◆ TEXTO DE LA PÁGINA:
La escena ha sido siempre la misma: el propietario del bar, alarmado por la tardanza del cliente que se encerró en el retrete, avisa a la policía, que, tras tirar la puerta, se encuentra con un hombre o una mujer sentados sobre la taza del inodoro o vencidos en el suelo. Están secos, acabados, cadáveres, con un torniquete ciñendo el brazo, una aguja perforando una vena, una cucharilla y un trozo de limón al lado. Después llega el juez de guardia y, con él, el médico forense, que comprueba el fallecimiento. Los doctores Antonio Piga y Antonio Haro Espín han vivido esa situación muchas veces a lo largo de los últimos meses. De su experiencia y de la de sus compañeros forenses proceden las informaciones aquí presentadas.

La heroína que consumían habitualmente los yonquis fallecidos estaba cortada, adulterada en un 80% o 90%. Los traficantes tienen una imaginación de alquimista. Talco, yeso, tiza, glucosa, lactosa, aspirina, antipirina y estricnina aparecieron al analizar el polvo que se habían inyectado. Pero, con excepción de un par de casos, los contaminantes no les mataron.

Las sustancias usadas habitualmente en el corte no producen una muerte súbita y aguda por intoxicación, salvo que se ingieran en cantidades muy superiores a la de una inyección. Las no solubles, como el talco, la tiza o el yeso, provocan, eso sí, microembolias pulmonares, lesiones que hacen al adicto más susceptible a la muerte por sobredosis: el edema pulmonar agudo.

Fue la heroína la que les mató dicen los forenses, que les tuvieron desnudos y abiertos en canal sobre una mesa cubierta por una sábana blanca en el Instituto Anatómico Forense; que analizaron su sangre, su orina, sus vísceras, todos y cada uno de los restos de su cuerpo que aún podían emitir un mensaje.

En cuestión de segundos, la droga penetró en su sangre, llegó al corazón, los pulmones y el cerebro. La heroína atraviesa la barrera natural hematoencefálica que protege nuestro sistema nervioso central con una sorprendente facilidad, mucho mejor que la morfina. Sintieron, como en otras ocasiones, un hormigueo cuando la droga llega arriba, sólo que esta vez el flash, esa sensación orgásmica de la que fueron tan golosos en vida, fue acompañado de convulsiones, mareo, ronquidos y una repentina y mortal asfixia. Perecieron casi sin darse cuenta.

◆ TAREA A REALIZAR:
Reescribe el fragmento del texto sobre las muertes por heroína desde "Las sustancias usadas" hasta "edema pulmonar agudo.", ambos incluidos, y sustituye "muerte súbita" por "muerte repentina".

◆ DATOS DE ORIGEN:
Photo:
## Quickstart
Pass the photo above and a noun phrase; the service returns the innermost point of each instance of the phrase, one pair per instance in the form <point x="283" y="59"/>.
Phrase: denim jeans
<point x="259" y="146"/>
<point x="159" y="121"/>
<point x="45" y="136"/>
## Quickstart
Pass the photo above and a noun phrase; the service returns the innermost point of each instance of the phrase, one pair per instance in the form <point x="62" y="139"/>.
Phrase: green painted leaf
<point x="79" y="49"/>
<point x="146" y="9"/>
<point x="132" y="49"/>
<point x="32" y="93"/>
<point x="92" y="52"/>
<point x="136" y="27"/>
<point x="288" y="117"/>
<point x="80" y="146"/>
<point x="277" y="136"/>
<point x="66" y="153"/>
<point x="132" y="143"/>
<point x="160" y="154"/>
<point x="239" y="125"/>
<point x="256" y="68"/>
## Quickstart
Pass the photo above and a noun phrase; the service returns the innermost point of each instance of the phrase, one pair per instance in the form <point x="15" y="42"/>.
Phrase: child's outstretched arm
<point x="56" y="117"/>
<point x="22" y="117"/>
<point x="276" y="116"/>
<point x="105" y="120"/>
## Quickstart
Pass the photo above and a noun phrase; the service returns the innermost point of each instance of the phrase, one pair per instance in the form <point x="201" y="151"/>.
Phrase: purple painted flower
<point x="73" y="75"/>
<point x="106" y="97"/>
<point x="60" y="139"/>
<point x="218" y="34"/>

◆ TU SOLUCIÓN:
Las sustancias usadas habitualmente en el corte no producen una muerte repentina y aguda por intoxicación, salvo que se ingieran en cantidades muy superiores a la de una inyección. Las no solubles, como el talco, la tiza o el yeso, provocan, eso sí, microembolias pulmonares, lesiones que hacen al adicto más susceptible a la muerte por sobredosis: el edema pulmonar agudo.